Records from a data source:
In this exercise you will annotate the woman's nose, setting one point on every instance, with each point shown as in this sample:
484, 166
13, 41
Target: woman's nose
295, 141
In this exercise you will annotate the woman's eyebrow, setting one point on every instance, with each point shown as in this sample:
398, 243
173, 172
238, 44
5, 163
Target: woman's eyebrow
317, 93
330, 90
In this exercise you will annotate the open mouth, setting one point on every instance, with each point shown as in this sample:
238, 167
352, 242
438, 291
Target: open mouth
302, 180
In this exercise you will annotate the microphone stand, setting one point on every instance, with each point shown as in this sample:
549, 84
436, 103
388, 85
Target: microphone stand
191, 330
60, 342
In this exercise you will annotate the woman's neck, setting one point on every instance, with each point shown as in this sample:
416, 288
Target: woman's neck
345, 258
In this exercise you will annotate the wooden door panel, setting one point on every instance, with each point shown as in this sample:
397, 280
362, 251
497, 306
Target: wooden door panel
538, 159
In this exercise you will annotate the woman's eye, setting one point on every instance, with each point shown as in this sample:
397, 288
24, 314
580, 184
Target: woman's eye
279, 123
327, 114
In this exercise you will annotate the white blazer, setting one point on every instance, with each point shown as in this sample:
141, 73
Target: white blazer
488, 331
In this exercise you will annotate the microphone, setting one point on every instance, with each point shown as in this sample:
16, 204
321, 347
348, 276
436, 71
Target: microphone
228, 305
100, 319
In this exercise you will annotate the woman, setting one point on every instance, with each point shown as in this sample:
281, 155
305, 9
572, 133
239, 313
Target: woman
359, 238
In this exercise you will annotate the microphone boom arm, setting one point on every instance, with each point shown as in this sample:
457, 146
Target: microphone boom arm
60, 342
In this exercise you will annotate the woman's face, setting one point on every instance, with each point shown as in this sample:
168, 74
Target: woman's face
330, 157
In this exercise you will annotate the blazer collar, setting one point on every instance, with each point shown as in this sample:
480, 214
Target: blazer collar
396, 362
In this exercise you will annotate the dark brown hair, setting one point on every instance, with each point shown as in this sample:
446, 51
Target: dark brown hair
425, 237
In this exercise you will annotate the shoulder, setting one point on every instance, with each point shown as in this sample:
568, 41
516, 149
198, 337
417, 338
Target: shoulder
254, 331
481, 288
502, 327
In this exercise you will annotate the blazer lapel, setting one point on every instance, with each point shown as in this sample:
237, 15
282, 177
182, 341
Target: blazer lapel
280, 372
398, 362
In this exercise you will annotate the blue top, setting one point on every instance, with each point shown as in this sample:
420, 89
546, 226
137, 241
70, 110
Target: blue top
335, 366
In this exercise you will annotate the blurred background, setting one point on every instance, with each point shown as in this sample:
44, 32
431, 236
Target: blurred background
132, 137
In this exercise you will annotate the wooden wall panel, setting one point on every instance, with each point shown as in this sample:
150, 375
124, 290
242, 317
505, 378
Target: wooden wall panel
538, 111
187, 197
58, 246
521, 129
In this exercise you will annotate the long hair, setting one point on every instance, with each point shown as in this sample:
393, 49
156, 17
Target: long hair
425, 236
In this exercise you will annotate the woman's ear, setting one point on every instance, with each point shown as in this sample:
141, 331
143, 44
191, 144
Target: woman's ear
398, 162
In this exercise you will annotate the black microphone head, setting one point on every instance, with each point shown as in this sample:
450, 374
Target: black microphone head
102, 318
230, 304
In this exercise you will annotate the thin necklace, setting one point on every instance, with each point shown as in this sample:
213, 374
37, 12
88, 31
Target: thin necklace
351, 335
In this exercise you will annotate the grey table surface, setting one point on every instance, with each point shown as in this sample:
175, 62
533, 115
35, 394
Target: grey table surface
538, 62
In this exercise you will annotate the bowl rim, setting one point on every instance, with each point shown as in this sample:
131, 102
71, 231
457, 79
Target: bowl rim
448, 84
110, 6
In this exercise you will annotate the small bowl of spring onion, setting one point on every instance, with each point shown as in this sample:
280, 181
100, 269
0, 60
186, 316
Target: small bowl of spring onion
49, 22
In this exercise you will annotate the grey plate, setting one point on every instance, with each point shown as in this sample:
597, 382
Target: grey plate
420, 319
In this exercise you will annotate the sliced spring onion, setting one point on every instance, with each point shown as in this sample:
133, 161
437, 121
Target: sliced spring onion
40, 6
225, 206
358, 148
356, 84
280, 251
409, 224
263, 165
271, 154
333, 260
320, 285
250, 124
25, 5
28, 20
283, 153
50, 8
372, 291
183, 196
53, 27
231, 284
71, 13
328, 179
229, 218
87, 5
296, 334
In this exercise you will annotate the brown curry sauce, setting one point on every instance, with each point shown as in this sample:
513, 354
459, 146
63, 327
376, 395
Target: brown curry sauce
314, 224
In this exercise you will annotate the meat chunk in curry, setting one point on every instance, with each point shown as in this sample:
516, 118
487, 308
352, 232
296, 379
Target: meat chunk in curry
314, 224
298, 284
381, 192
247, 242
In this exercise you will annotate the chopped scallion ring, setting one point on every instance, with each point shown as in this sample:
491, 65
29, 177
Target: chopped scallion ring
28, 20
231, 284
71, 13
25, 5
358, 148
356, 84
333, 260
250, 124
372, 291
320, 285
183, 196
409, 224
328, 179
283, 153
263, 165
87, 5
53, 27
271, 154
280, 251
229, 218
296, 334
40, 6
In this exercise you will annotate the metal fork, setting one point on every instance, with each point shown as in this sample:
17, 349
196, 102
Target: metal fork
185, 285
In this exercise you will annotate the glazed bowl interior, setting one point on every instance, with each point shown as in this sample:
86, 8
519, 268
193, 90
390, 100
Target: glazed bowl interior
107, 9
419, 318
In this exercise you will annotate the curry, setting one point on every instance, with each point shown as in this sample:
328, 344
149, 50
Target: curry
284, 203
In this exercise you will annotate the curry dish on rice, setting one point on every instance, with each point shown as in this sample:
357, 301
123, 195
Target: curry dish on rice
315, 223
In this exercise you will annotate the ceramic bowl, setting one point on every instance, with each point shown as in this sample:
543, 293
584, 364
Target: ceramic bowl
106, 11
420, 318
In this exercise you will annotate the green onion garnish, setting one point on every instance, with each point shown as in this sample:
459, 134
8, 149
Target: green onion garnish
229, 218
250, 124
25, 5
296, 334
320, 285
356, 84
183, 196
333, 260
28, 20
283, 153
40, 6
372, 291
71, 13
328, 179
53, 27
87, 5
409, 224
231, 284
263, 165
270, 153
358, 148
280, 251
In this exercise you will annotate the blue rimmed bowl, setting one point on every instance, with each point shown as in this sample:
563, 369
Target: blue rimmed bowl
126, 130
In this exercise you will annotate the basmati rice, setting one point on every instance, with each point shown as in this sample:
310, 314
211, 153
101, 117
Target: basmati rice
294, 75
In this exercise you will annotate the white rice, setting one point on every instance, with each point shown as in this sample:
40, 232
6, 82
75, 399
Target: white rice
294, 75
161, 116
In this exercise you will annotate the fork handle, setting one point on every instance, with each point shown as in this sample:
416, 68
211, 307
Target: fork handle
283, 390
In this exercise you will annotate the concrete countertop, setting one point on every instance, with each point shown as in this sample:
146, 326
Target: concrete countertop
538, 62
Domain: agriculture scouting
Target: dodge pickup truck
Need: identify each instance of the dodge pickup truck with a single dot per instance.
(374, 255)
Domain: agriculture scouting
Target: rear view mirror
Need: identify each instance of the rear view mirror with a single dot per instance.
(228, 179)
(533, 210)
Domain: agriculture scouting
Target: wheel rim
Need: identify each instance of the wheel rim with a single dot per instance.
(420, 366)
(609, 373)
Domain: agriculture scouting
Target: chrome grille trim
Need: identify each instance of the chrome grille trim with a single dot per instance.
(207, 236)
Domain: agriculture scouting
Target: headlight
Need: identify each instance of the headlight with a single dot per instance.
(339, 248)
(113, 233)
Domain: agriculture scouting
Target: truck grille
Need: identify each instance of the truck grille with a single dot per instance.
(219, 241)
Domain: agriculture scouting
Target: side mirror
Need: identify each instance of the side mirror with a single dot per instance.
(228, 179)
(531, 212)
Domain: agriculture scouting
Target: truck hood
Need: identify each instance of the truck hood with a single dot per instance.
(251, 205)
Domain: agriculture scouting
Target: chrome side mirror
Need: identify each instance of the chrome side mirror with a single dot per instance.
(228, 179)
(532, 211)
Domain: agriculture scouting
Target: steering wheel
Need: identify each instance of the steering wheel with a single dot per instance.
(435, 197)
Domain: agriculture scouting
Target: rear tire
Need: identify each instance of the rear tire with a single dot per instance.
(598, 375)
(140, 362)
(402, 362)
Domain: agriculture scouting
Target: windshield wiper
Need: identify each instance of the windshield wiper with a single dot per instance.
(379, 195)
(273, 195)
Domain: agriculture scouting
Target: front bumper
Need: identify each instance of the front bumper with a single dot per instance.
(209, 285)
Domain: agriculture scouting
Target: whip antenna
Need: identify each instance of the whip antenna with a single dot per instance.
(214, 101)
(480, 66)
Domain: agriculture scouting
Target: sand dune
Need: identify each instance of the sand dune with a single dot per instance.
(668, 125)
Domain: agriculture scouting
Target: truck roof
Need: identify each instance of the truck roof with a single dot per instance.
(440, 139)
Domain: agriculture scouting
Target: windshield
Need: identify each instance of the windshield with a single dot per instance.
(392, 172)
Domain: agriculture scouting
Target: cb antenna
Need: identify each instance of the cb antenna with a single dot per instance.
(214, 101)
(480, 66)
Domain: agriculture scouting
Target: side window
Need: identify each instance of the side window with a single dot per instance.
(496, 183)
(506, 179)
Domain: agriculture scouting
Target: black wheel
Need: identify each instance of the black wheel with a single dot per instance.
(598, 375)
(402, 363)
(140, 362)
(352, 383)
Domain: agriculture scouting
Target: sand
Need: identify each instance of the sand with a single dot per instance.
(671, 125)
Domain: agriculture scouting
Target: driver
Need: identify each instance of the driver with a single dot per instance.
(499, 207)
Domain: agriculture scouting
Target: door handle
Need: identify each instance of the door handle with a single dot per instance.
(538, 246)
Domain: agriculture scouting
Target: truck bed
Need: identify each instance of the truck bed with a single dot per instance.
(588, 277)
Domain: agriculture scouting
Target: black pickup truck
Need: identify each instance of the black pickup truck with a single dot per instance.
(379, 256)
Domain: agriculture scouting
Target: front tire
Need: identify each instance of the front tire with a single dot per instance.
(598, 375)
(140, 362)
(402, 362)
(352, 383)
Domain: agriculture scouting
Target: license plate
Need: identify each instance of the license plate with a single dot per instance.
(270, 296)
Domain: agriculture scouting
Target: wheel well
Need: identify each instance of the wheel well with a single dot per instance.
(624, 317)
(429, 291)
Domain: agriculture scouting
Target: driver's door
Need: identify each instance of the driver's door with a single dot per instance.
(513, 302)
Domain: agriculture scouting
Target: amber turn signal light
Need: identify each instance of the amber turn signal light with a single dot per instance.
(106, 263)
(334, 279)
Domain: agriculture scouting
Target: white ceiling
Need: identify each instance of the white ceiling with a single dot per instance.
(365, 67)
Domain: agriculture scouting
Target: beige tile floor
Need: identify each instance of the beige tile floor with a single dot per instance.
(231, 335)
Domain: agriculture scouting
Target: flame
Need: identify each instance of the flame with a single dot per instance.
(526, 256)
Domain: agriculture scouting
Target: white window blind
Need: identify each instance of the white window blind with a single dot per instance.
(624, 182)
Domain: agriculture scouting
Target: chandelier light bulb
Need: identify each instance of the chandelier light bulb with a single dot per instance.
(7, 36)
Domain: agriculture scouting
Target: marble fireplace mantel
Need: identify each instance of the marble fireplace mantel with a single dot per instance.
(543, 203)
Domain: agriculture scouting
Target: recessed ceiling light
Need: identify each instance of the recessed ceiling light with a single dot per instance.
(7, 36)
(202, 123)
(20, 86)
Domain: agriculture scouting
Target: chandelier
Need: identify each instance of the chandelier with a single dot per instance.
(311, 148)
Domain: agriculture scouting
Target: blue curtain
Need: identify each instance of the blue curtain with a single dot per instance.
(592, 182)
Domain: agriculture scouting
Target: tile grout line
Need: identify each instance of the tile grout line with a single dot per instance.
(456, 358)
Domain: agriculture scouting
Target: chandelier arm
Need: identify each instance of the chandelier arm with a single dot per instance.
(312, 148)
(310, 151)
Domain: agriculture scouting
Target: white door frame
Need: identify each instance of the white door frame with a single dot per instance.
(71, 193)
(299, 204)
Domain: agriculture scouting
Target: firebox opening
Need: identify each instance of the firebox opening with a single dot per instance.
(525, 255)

### Required action
Using the entries above, repeat only the lines from the one containing "Target: side window" through the one containing "Target: door handle", end lines included.

### Solution for this problem
Target: side window
Need: identify each instance of the side window with a single dot per instance.
(496, 183)
(506, 179)
Domain: agriculture scouting
Target: black wheel
Need: identify each instance of the black wheel with a single dot per instance.
(598, 375)
(402, 363)
(140, 362)
(352, 383)
Domain: agriculture scouting
Target: sand
Need: identify each instance of the sand with a single dot per instance.
(671, 125)
Domain: agriculture scouting
Target: driver
Need: identify each instance of the driver with a single dot per instance.
(499, 207)
Domain: agriculture scouting
Target: door handle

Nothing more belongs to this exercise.